#### [WORK ITEM]
All lines of the data shown below should be output exactly as they stand.

[Opening DATA RECORDS section]

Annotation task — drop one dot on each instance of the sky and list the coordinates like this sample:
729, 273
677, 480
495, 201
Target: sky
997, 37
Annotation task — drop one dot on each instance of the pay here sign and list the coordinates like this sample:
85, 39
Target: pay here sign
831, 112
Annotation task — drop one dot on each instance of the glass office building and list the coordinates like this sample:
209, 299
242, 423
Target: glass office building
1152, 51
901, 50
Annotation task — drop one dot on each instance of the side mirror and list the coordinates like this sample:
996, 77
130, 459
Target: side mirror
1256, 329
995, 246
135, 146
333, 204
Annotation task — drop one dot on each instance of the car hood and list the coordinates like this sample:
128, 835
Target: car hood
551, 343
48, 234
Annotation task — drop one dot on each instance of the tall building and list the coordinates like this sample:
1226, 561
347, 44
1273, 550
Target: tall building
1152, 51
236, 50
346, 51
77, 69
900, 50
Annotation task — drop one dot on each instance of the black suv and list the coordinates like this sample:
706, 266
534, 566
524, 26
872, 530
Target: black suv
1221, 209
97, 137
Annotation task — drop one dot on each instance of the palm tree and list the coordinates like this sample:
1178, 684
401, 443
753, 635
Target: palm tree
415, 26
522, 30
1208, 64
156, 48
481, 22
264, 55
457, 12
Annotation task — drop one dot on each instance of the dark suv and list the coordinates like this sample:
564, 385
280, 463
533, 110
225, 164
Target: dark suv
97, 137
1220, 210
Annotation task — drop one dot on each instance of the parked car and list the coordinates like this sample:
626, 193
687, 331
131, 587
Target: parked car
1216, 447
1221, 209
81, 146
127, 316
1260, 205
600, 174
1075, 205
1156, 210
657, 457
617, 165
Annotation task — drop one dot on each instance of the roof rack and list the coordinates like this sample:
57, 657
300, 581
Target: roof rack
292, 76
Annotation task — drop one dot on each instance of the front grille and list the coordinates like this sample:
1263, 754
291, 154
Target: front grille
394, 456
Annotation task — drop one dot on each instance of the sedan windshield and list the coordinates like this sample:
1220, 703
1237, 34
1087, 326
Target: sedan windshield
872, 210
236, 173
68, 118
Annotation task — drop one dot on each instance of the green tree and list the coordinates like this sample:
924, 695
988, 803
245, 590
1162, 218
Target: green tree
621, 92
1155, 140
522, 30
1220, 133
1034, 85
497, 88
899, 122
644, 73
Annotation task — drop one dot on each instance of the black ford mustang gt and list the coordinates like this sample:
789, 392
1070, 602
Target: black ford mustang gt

[Closing DATA RECORDS section]

#### [EXERCISE OUTPUT]
Annotation task — drop one dot on each instance of the sky and list the coordinates like this sample:
729, 273
677, 480
495, 201
Target: sky
997, 37
Annotation task — drop one dot on each instance of the pay here sign and list the coordinates like this sample:
85, 39
Target: pay here sign
831, 112
Annotation task — drop one dot on each instance of the glass office building and list the coordinates like this sample:
209, 299
242, 423
Target: glass office building
1152, 51
901, 50
Annotation task — drop one dot on each instance of the side mirror and list the coordinates like this sample:
996, 77
130, 459
Target: side mirror
1256, 329
995, 246
135, 146
333, 204
Annotation task — drop one dot on each instance of the car hood and list the coordinates like this sample:
128, 835
Target: car hood
551, 343
48, 234
Annotation task — drop one dot on each instance of the tall building and list the coordinates like this sample:
1226, 561
347, 44
1273, 550
Target: tall building
1152, 51
236, 50
346, 51
77, 69
900, 50
Annotation task — drop one dot on each instance of the black suv and list the coordinates like this sample:
706, 266
534, 566
524, 26
872, 530
Target: black suv
1221, 209
97, 137
Annotation task — drop one dot on each instance of the palm tree and list the coordinates like this sample:
1178, 684
401, 443
753, 635
Target: palm tree
415, 26
522, 30
1208, 64
156, 48
481, 22
264, 55
457, 12
Annotation task — drop one dot on each instance of the dark suv and list the coordinates like this sample:
564, 385
280, 463
533, 110
225, 164
Target: dark suv
97, 137
1220, 210
Annotation task — drop one dot on each instance of the parked car and list the coordinates like this sample:
626, 193
687, 331
131, 587
Target: parked car
1216, 447
1221, 209
81, 146
127, 316
1260, 205
600, 174
1075, 205
1156, 210
657, 457
617, 165
Annotation task — drop one dot on each instance of the roof rack and list the coordinates like this sample:
57, 657
300, 581
Target: roof rack
292, 76
Annotation task — drop one dot on each instance of the front grille and list the coordinates like this sample:
1263, 754
291, 154
Target: front grille
394, 456
Annotation task — drop one dot on each instance of the sedan windshield and list the coordinates like this sample:
1220, 703
1237, 34
1087, 326
Target: sedan windshield
872, 210
236, 173
68, 118
Annotation task — drop one dot on each instance of the green tree and list the coordinates like this sample:
924, 695
988, 803
245, 590
1162, 218
Target: green tree
621, 92
1155, 140
522, 30
1220, 133
1034, 85
497, 88
899, 122
644, 73
Annotation task — drop one dot on each instance of the black ford mustang gt and list the coordinates like this sample:
789, 392
1070, 602
Target: black ford mustang gt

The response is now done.